_Directive_. Retype exactly the lines that run from the line with "of the sweater" to the final line of the entries, keeping both ends and nothing else.

____

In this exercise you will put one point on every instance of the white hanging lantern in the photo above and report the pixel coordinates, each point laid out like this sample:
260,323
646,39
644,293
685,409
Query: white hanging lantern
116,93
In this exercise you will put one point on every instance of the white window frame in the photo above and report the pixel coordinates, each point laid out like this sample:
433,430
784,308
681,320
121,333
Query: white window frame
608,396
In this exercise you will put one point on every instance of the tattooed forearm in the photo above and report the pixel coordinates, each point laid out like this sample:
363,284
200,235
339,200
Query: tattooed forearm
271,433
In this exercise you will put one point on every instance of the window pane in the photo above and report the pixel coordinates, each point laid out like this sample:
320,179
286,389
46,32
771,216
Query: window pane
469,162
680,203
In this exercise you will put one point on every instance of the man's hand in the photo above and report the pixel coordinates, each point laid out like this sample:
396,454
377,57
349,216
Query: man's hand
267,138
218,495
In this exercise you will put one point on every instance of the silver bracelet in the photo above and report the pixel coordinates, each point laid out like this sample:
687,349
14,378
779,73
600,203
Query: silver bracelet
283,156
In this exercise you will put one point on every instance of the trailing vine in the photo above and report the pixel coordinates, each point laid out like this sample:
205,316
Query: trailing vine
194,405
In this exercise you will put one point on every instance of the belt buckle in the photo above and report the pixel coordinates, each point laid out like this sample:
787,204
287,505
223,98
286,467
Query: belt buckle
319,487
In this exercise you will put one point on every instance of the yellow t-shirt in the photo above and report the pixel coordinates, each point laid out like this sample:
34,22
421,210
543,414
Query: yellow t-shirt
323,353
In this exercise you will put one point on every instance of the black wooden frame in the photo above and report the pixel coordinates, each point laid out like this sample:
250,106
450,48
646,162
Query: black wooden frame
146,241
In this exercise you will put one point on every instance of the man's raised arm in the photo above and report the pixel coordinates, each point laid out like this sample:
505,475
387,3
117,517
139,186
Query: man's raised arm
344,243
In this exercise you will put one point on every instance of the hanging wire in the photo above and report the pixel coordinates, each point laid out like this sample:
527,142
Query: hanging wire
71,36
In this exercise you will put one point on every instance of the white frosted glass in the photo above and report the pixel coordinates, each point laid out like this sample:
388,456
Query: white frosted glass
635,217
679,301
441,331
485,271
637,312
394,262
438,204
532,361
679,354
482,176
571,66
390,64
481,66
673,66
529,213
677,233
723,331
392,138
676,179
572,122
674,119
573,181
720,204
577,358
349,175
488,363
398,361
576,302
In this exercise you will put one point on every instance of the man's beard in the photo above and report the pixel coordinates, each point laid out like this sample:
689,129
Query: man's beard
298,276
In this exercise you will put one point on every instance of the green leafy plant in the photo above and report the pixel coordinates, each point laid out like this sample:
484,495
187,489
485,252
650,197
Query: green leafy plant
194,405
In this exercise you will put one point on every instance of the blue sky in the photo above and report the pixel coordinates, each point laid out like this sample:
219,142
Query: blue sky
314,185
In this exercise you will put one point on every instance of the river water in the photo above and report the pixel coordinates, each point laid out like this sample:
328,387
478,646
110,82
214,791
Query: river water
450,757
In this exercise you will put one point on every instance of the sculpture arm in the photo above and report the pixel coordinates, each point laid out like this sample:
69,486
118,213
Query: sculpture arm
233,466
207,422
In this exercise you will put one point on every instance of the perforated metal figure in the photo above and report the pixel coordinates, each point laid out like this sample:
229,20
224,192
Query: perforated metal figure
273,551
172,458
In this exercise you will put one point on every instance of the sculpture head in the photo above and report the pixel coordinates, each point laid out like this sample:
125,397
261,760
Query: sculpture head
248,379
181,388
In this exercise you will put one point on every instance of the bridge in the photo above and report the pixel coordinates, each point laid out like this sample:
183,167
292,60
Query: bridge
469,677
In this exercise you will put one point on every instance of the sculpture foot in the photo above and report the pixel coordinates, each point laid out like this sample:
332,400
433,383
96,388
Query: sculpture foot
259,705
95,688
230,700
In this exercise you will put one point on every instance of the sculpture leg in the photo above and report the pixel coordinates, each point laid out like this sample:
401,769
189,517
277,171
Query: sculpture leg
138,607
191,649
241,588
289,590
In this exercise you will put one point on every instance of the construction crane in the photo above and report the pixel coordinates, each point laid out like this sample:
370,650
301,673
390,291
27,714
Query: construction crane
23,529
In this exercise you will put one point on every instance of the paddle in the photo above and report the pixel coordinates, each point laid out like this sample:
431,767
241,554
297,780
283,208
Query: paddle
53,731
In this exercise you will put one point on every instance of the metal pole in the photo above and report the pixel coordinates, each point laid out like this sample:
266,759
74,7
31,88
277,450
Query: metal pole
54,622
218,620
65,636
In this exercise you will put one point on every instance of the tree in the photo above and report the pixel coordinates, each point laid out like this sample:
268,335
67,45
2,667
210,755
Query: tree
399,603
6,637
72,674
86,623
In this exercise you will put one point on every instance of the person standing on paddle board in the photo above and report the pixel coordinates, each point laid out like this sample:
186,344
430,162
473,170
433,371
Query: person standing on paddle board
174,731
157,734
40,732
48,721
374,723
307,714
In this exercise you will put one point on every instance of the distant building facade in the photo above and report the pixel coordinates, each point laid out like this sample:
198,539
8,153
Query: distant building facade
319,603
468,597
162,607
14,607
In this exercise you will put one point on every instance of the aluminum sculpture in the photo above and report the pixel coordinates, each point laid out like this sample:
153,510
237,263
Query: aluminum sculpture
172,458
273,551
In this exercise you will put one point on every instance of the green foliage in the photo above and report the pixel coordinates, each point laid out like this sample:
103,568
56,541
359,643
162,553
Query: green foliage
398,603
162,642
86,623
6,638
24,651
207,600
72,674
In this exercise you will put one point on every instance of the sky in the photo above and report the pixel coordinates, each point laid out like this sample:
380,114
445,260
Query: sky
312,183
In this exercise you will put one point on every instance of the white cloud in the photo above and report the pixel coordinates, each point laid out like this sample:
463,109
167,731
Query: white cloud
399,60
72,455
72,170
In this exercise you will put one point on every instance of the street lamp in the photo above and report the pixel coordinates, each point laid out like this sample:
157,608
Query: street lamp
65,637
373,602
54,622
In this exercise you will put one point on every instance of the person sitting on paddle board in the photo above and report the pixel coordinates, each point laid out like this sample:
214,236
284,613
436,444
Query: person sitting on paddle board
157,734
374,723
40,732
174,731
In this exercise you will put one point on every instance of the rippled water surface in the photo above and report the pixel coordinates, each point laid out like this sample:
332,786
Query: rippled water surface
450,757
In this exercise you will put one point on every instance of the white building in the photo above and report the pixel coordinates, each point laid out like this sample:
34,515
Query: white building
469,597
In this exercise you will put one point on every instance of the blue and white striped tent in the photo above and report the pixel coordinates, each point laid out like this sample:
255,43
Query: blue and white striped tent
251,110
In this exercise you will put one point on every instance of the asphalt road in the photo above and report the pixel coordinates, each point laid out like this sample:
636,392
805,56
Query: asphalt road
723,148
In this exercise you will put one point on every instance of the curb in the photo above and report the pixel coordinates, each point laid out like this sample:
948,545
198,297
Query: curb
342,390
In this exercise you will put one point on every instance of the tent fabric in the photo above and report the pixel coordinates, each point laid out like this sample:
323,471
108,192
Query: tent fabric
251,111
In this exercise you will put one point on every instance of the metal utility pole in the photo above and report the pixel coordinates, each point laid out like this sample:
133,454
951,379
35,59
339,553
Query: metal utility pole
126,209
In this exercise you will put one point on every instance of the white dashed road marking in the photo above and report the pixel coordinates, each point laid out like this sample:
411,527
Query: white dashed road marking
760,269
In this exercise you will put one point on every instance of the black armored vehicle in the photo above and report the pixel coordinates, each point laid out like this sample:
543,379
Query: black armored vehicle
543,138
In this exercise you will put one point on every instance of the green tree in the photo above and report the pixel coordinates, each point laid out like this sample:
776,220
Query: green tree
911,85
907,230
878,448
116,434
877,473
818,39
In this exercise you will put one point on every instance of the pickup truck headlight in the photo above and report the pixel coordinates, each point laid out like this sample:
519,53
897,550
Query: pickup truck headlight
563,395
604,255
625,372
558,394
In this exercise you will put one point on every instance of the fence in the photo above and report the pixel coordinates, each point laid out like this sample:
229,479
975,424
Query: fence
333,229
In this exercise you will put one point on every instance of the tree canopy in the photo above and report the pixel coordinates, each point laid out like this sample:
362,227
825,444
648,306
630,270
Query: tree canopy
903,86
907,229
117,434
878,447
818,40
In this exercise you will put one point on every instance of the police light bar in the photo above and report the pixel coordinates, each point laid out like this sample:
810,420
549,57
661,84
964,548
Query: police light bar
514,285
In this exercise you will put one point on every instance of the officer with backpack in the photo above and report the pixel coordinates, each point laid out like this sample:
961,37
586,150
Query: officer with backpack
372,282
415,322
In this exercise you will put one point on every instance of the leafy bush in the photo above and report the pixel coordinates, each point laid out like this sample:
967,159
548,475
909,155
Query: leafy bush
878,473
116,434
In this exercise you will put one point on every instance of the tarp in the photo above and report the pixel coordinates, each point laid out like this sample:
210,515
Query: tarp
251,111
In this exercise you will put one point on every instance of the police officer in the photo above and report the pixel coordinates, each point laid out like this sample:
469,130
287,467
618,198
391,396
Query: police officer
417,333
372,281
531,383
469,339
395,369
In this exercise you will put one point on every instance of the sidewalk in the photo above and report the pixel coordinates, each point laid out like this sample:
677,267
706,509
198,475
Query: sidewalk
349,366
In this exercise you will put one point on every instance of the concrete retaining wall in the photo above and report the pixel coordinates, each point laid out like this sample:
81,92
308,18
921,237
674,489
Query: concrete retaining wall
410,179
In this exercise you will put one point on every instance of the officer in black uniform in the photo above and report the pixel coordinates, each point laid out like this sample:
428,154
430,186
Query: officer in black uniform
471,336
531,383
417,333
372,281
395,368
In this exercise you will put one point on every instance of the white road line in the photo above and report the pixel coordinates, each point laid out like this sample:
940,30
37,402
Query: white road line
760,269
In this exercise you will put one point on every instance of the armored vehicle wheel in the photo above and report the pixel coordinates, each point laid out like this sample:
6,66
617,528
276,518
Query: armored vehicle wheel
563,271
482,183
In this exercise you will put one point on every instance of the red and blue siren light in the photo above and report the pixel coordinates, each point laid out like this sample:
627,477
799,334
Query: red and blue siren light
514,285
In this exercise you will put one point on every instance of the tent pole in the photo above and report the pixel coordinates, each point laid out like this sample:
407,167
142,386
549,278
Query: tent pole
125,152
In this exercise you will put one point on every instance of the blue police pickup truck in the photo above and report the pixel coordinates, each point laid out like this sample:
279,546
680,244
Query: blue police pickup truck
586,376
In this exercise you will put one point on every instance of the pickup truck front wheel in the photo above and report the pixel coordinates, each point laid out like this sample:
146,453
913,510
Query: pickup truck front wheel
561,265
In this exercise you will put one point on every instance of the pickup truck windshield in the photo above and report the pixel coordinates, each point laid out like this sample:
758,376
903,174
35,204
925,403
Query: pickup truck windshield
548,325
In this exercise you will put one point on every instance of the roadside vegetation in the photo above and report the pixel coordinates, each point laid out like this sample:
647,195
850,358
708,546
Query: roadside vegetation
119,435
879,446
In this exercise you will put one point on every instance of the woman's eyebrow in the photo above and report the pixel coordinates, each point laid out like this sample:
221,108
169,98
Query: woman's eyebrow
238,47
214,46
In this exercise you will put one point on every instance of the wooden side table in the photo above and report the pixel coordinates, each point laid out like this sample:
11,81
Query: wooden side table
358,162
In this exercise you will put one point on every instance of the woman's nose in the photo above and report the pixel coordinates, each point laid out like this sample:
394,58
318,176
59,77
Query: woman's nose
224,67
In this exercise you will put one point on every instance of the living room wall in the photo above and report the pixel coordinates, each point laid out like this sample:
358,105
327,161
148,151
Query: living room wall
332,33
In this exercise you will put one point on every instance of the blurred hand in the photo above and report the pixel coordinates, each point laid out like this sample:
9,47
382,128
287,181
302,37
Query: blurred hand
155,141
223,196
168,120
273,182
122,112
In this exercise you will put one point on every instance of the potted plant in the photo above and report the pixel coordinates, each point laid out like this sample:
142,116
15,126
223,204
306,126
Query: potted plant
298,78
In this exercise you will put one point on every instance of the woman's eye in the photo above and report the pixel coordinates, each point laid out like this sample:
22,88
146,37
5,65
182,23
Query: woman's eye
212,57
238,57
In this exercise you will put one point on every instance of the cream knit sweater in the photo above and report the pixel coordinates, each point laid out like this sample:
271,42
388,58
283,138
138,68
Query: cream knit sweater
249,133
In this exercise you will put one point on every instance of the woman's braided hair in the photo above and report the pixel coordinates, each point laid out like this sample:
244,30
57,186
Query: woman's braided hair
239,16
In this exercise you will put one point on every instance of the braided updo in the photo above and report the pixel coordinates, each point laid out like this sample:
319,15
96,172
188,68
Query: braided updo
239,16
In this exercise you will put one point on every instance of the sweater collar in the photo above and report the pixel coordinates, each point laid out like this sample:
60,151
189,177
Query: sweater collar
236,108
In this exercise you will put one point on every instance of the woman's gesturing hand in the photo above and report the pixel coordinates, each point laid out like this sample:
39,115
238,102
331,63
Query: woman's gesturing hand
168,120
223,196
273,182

____

_Exercise output_.
In this exercise you will put one point on every instance of the sweater collar in the photo above and report the pixel coordinates, each point laid out like this sample:
60,151
189,177
Query: sweater collar
236,108
In this exercise you will put one point on every instance of the woman's gesturing hand in the photo above and report the pixel coordinates, each point laid out like this sample:
39,115
238,102
331,63
Query: woman's gesturing hand
168,120
223,196
273,182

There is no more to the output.